- [Stated problem 1]: Do these statements agree with the physics answer on energy in simple harmonic motion? (a) It models displacement as A sin(ωt + ψ). (b) It proposes to begin by digging out equations from memory. (c) It calls SHM conservative. Answer yes or no for each and quote the deciding words.
- [Stated problem 2]: Can you duplicate the stretch of the physics answer on energy in simple harmonic motion that begins at the words that have "Question #ba86e" and stops after "us straight there."?

- [Supplied text]:
Question #ba86e

1 Answer
Mar 22, 2017

Answer:

See below

Explanation:

I think it's more interesting if we try to work it from the paradigm SHM for a particle of mass #m#, ie without digging out equations that from memory might lead us straight there.

So, for displacement, we have the generalised idea of SHM:

#x(t) = A cos (omega t + psi)#

Kinetic Energy: #T = 1/2 m (dot x)^2 #

Velocity: #dot x = - omega A sin (omega t + psi) #

#implies T(t) = 1/2 m omega^2 A^2 sin^2 (omega t + psi) #

And:
#sin^2 theta in [0,1] implies T_(max) = 1/2 m omega^2 A^2 #

SHM is conservative and is in essence a system where energy oscillates between potential and kinetic energy. So at certain points in time, the energy is all either Kinetic or Potential Energy.

If follows for Potential Energy #U(t)# that:

#U_(max) = 1/2 m omega^2 A^2 #

In terms of Total Energy #E_T(t)#, we also can see that:

#E_T(t) = T(t) + U(t) = const implies E_T = 1/2 m omega^2 A^2#

Now at #x = A/2#, and if at that time, #t = tau # , then:

#A/2 = A cos (omega tau + psi) implies cos (omega tau + psi) = 1/2#

#T(tau) = 1/2 m omega^2 A^2 sin^2 (omega tau + psi) #

#= 1/2 m omega^2 A^2 (1 - cos^2 (omega tau + psi) )#

#= 3/8 m omega^2 A^2 #

So

#(T(tau))/(E_T(tau)) = ( 3/8 m omega^2 A^2)/(1/2 m omega^2 A^2)#

# = color(blue)(3/4)#

And:

#(U(tau))/(E_T(tau)) = 1 - 3/4 = color(blue)(1/4) #

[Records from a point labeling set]

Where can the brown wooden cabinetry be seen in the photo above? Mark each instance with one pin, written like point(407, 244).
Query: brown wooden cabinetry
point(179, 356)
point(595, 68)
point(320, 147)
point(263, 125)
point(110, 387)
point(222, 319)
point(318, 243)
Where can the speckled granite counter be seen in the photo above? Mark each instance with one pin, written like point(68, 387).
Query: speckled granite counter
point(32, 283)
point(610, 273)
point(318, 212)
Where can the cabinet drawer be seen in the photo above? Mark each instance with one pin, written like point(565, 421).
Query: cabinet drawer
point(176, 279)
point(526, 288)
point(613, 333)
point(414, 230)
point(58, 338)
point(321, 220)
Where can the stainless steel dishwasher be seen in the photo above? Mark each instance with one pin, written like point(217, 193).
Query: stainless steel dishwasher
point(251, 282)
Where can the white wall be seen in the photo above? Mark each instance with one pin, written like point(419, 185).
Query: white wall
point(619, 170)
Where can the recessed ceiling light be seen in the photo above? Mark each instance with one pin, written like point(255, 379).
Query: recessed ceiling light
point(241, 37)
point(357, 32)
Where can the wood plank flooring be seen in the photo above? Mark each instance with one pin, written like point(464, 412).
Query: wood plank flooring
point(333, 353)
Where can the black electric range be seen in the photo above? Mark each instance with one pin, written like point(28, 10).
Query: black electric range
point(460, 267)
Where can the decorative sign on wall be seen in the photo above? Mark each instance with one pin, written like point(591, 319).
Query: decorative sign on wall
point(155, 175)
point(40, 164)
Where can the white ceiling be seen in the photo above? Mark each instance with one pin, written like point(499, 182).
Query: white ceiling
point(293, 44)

- [Worked answer 1]:
(a) No: "x(t) = A cos (omega t + psi)"
(b) No: "without digging out equations that from memory might lead us straight there"
(c) Yes: "SHM is conservative"

- [Worked answer 2]:
Question #ba86e

1 Answer
Mar 22, 2017

Answer:

See below

Explanation:

I think it's more interesting if we try to work it from the paradigm SHM for a particle of mass #m#, ie without digging out equations that from memory might lead us straight there.